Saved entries
================
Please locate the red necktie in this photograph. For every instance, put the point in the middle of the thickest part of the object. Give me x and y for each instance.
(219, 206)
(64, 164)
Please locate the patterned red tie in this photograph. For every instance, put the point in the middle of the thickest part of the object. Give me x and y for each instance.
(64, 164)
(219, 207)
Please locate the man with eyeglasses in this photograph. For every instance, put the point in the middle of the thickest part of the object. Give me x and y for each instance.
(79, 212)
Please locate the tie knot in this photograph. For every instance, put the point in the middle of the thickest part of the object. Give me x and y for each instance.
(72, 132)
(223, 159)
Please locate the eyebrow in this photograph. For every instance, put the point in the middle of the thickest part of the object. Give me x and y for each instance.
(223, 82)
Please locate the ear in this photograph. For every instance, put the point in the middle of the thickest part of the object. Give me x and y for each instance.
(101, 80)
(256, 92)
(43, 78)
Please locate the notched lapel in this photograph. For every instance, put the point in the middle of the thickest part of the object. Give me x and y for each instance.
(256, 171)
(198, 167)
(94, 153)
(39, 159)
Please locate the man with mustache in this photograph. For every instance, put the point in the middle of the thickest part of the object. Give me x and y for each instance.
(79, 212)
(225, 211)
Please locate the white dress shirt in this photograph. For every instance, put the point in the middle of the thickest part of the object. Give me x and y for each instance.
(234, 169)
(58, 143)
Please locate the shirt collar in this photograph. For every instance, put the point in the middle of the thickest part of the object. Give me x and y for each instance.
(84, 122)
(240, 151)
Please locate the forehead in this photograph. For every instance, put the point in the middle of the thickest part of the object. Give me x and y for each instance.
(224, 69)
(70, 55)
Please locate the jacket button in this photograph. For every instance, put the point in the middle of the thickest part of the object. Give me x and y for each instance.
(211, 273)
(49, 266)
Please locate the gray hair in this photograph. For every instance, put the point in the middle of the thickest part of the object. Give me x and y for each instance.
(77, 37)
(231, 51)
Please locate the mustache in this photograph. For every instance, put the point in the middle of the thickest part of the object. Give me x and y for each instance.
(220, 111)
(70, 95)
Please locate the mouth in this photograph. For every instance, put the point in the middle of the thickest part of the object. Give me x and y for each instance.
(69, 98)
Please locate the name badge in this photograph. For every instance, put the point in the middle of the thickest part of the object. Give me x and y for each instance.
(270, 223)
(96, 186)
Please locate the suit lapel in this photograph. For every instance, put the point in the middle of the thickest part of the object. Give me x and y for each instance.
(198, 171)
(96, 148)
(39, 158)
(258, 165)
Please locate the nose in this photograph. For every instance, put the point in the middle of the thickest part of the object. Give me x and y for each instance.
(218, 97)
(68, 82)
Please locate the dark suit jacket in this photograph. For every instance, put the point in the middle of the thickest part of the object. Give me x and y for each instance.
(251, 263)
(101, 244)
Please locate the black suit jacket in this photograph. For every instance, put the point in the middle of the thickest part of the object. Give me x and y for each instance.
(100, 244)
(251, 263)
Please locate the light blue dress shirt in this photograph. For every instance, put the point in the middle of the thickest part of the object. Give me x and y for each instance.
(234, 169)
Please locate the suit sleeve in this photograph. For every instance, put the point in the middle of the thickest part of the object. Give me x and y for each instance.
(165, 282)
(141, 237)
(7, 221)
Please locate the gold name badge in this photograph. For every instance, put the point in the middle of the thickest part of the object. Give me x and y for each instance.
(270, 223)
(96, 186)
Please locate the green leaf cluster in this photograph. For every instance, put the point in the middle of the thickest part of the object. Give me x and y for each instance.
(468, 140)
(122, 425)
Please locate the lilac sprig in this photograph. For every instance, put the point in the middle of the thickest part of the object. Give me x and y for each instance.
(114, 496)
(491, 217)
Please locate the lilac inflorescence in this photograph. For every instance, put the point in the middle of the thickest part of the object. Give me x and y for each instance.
================
**Task objective:**
Retype, exactly as written, each line from the one that has "Please locate the nose" to the bottom of the entries above, and include both of those lines.

**Completed task:**
Please locate the nose in this photograph. For every instance, put the point in the middle of the thickest part of the object. Give me x and y for each instance.
(218, 97)
(68, 82)
Please locate the dark suit jacket in this photograph. For every instance, put the point in the middle of the thickest part of the object. Give me x and y for each instance.
(251, 263)
(101, 244)
Please locate the black suit jacket in this photograph. For every instance, put the point in the middle of the thickest part of the object. Give me x and y for each instance.
(100, 244)
(251, 263)
Please locate the light blue dress shirt in this photograph. For every instance, put the point in the middle of the thickest part of the object. Give me x and y for each instance.
(234, 169)
Please locate the suit sleeve in this photograph. For every instance, put the point in the middle of the thickest part of the object. Give me x and y for each instance.
(165, 282)
(141, 237)
(7, 221)
Please locate the gold name badge in this photograph. For every instance, put the point in the middle of the thickest part of the object. Give me x and y for each instance.
(270, 223)
(96, 186)
Please locate the green leaf cluster in this photograph. For every instance, put the point in the middle of the thickest part of the object. Give me x and y for each instance.
(468, 140)
(122, 425)
Please locate the lilac sprig in this photograph. For every instance, put the point in the middle of the thickest part of the object. Give me x and y for each instance.
(114, 496)
(491, 217)
Please locate the lilac inflorescence in this photograph. For every instance, put the point in the middle of the thickest part of the object. Give me x and y for each instance.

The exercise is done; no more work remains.